7. The Divided Kingdom to the Intertestimental Period  (About 975-63 B.C.)  The Books of 1 & 2 Kings, Ezra, Nehemiah, Daniel, and the Prophets

Beginning with Solomon’s idolatry religious and moral decay arose within Israel.  As a punishment for Solomon’s idolatry, the Lord tore ten of the twelve tribes away from Solomon’s son, Rehoboam, who succeeded him to the throne.  The kingdom of Israel was divided.  The ten northern tribes declared Jeroboam their king and took the name Israel for their kingdom.  The remaining two southern tribes followed Rehoboam and took the name Judah for their kingdom.  From Judah the promised Savior would come.

The kingdom of Israel was ruled by one wicked king after another.  God’s people were led into the worship of idols and did much evil.  After repeatedly warning his people through his prophets to repent of their sins, God sent Assyria to conquer Israel in 722 B.C.  The people of Israel were carried off into captivity and became known as the ten lost tribes of Israel.

The kingdom of Judah, in which Jerusalem and the Lord’s temple were located, was ruled off and on by good and bad kings.  Moral and religious decay abounded in Judah as well.  After the Lord had pleaded with its people to repent and return to him, which they refused to do, he sent Babylon to conquer and destroy Judah.  In 586 B.C, Jerusalem with its temple was destroyed.  The people of Judah were taken to Babylon, where they remained in captivity for seventy years.

The Lord remembered his promise to send the Savior from the tribe of Judah.  He raised up Persia to conquer Babylon in 536 B.C., which freed the Lord’s people to return to Jerusalem to rebuild the city and the temple.  In the succeeding centuries the land became known as Judea.  About 330 B.C. the Lord raised up Alexander the Great and the Greeks to conquer Persia.  After Alexander’s death his empire was divided into four parts and Judea was added to Syria.  The Jews then suffered terrible persecution under Antiochus Epiphanes.  The Jewish family of the Macabees led a revolt and gained Judea’s independence.  Its independence was short lived, however, for in 63 B.C. the Roman general Pompey marched into Jerusalem and forced Roman rule upon the Jews.

__MATERIAL SHOWN__

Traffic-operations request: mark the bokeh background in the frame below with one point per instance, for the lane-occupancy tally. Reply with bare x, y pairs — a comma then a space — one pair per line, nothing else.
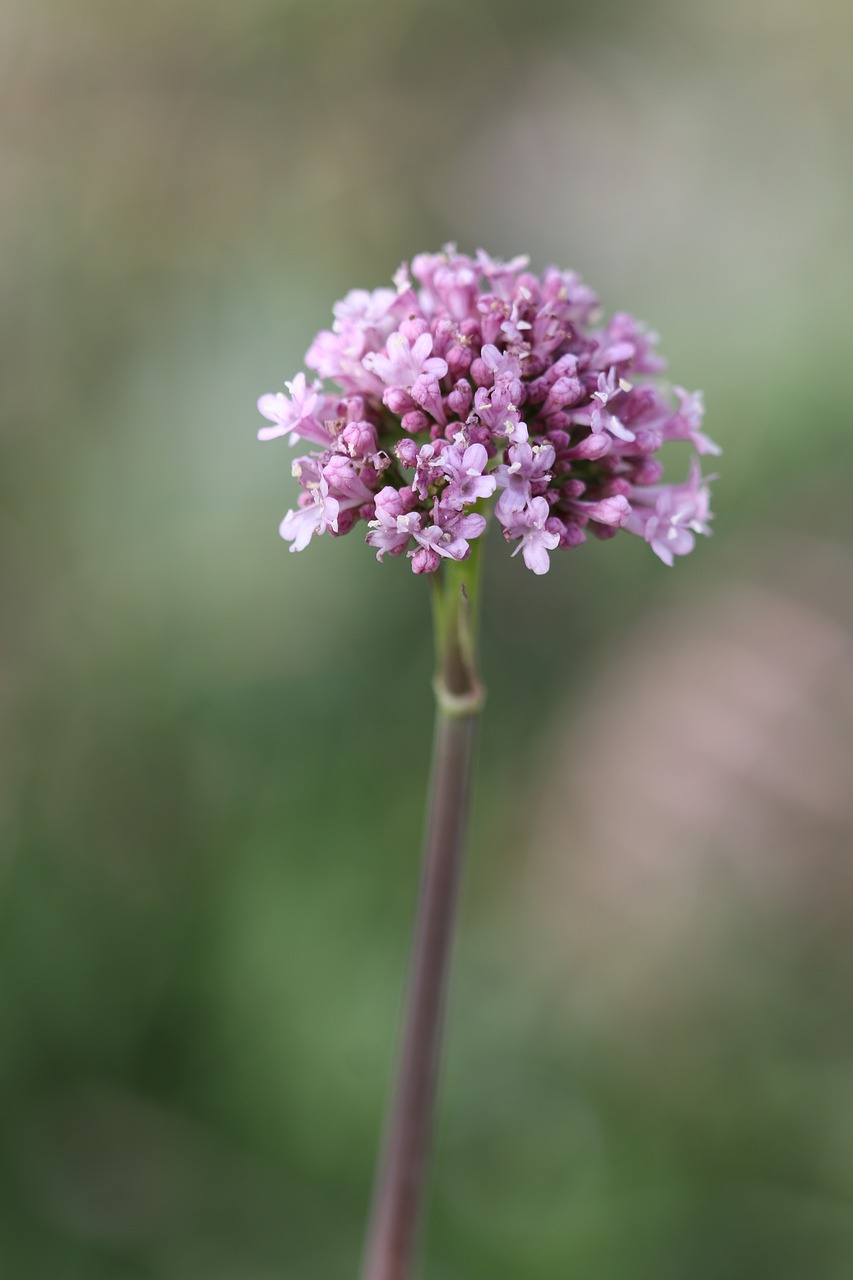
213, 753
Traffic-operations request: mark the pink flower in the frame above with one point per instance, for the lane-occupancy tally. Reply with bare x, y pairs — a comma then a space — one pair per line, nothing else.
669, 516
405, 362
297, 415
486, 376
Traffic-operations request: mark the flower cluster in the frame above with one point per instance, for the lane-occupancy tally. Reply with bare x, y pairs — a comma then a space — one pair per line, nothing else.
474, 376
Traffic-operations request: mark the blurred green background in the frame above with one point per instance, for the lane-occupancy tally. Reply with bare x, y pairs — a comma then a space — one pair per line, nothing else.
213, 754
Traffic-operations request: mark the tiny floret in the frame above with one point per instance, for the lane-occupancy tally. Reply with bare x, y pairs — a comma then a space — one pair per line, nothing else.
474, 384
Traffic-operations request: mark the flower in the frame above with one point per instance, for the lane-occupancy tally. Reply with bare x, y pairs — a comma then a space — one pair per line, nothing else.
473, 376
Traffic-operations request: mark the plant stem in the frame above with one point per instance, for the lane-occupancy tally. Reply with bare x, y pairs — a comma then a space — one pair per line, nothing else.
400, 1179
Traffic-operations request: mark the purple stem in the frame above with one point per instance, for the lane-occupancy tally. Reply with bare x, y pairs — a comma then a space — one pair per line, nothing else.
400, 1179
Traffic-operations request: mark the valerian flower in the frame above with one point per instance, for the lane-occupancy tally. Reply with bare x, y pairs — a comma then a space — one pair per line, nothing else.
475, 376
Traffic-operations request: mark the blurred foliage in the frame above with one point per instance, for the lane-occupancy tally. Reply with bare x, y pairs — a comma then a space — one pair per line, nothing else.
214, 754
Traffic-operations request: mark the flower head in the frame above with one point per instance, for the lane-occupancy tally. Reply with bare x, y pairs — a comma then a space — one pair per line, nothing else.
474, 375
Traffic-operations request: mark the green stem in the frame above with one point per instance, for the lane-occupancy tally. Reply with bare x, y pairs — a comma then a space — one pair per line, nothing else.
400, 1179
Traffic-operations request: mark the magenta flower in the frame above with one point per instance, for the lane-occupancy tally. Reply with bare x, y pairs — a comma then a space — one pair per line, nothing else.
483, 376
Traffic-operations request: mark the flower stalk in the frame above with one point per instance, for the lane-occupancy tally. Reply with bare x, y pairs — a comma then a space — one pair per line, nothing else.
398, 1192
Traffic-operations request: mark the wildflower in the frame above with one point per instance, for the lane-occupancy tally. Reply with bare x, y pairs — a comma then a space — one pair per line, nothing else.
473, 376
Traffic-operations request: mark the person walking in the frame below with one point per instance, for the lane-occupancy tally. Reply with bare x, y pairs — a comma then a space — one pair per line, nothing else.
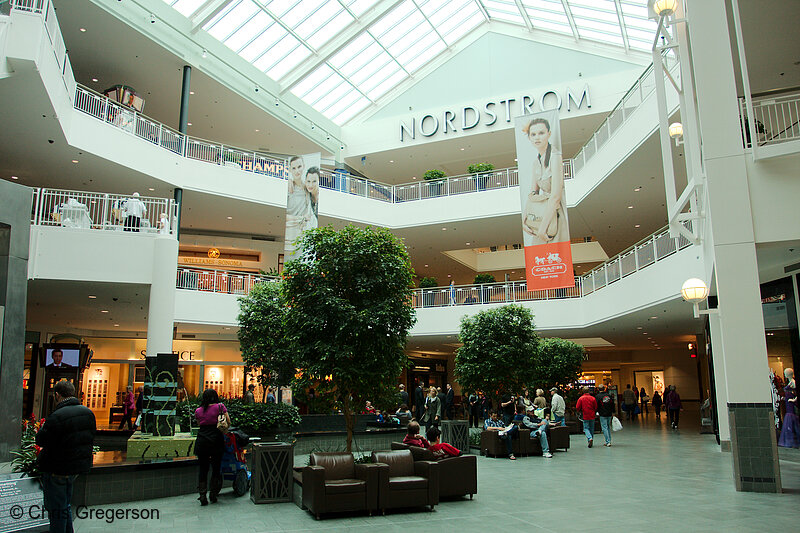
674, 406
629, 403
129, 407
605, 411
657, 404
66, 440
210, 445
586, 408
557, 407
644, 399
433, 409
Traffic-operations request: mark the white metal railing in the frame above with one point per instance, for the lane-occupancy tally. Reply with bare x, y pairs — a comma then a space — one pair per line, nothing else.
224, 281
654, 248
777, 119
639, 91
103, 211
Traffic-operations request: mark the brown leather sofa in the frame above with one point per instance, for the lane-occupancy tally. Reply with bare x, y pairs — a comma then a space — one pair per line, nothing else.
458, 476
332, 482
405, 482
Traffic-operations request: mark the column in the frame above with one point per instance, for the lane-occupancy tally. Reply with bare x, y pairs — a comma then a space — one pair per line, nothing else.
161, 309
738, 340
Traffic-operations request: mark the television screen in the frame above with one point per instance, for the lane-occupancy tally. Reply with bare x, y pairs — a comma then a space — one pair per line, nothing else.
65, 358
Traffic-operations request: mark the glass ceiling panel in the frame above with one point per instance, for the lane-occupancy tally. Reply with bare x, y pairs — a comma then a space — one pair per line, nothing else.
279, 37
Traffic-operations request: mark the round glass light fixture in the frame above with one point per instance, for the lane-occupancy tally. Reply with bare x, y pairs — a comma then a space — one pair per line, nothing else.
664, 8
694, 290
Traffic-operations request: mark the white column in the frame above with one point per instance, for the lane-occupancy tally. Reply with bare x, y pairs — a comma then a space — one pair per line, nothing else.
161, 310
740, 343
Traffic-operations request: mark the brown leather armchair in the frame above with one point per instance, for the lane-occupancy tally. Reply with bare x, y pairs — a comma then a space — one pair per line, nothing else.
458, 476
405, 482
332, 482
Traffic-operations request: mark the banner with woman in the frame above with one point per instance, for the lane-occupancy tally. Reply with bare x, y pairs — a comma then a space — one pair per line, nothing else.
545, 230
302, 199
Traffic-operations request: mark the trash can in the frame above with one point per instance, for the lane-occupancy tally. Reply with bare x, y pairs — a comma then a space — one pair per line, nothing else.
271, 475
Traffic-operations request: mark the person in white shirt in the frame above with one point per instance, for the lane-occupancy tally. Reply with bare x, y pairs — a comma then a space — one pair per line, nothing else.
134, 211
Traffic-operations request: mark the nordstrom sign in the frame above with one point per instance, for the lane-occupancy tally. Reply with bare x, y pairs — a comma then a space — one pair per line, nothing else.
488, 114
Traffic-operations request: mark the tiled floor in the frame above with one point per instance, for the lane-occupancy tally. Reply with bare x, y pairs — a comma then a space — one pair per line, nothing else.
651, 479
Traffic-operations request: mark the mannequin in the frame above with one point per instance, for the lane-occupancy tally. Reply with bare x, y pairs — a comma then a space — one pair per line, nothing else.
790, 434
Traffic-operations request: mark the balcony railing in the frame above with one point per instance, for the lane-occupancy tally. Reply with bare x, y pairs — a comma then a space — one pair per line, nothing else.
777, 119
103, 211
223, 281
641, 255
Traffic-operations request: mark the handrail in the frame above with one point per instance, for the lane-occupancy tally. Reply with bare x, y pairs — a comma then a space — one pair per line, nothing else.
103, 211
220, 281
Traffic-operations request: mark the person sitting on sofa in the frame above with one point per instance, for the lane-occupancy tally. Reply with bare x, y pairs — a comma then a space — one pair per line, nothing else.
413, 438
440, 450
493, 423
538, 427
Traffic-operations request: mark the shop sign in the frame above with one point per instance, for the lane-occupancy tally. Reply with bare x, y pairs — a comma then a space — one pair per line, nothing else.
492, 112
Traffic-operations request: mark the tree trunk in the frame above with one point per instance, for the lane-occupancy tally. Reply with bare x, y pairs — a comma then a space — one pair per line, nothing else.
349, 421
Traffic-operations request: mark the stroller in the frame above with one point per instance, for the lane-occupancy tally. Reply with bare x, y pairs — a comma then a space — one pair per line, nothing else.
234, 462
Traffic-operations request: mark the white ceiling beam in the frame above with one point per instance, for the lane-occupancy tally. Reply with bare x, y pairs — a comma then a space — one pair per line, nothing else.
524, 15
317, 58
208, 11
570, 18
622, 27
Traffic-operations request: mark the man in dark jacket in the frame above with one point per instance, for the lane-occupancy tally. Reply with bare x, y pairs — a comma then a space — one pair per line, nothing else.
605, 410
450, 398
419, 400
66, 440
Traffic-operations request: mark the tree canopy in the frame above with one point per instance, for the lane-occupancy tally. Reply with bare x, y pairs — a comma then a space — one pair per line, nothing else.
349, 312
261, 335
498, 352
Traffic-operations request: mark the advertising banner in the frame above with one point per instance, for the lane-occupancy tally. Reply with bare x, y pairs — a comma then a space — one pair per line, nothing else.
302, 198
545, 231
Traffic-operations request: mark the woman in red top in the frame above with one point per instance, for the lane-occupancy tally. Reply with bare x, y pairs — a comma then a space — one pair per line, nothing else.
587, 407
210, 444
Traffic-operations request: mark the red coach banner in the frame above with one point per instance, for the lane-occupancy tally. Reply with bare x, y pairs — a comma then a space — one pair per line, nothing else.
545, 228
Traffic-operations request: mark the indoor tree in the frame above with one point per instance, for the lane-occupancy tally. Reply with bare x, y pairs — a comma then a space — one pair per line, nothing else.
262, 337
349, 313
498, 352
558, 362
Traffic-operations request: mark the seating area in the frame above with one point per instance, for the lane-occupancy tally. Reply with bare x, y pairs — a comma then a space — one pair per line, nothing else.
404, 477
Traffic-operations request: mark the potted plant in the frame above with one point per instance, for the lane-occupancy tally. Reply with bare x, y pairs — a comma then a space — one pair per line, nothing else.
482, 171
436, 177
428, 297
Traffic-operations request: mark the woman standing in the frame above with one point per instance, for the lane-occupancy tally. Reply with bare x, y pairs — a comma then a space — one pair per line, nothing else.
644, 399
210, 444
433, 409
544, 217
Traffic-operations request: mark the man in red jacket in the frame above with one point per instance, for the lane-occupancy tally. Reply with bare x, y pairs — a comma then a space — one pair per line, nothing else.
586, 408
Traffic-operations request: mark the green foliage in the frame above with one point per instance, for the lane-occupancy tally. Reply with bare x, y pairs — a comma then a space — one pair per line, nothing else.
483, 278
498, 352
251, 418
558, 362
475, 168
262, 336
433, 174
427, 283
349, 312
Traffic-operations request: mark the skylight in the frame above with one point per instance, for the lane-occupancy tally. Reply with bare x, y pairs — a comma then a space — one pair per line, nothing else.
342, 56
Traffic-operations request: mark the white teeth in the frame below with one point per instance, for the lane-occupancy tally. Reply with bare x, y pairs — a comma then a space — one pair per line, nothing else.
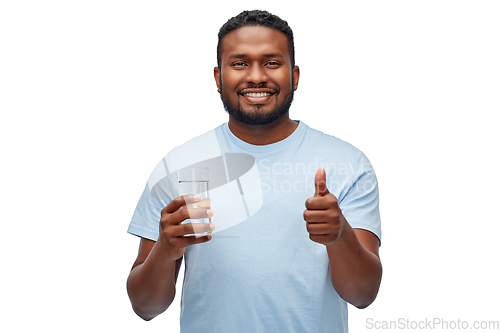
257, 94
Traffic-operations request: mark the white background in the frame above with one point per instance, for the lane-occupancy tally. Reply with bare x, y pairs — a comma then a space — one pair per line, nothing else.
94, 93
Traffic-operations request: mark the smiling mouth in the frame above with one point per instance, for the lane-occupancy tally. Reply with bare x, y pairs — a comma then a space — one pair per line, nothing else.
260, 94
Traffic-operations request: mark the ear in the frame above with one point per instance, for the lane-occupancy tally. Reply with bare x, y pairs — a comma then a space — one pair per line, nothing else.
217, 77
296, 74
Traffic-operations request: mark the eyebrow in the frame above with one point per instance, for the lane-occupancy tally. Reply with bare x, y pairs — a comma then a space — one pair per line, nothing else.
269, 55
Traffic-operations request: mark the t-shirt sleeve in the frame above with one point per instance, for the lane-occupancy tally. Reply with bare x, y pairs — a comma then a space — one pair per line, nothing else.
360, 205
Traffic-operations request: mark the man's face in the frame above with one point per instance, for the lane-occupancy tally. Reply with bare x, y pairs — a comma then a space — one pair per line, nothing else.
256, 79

__WHAT IS REQUIRED__
Write out the passage on the divided kingdom word for word, from "The kingdom of Israel was ruled" up to and including "for seventy years.". The items are separate material and have no connection to the passage on the divided kingdom.

__EXERCISE OUTPUT__
The kingdom of Israel was ruled by one wicked king after another.  God’s people were led into the worship of idols and did much evil.  After repeatedly warning his people through his prophets to repent of their sins, God sent Assyria to conquer Israel in 722 B.C.  The people of Israel were carried off into captivity and became known as the ten lost tribes of Israel.

The kingdom of Judah, in which Jerusalem and the Lord’s temple were located, was ruled off and on by good and bad kings.  Moral and religious decay abounded in Judah as well.  After the Lord had pleaded with its people to repent and return to him, which they refused to do, he sent Babylon to conquer and destroy Judah.  In 586 B.C, Jerusalem with its temple was destroyed.  The people of Judah were taken to Babylon, where they remained in captivity for seventy years.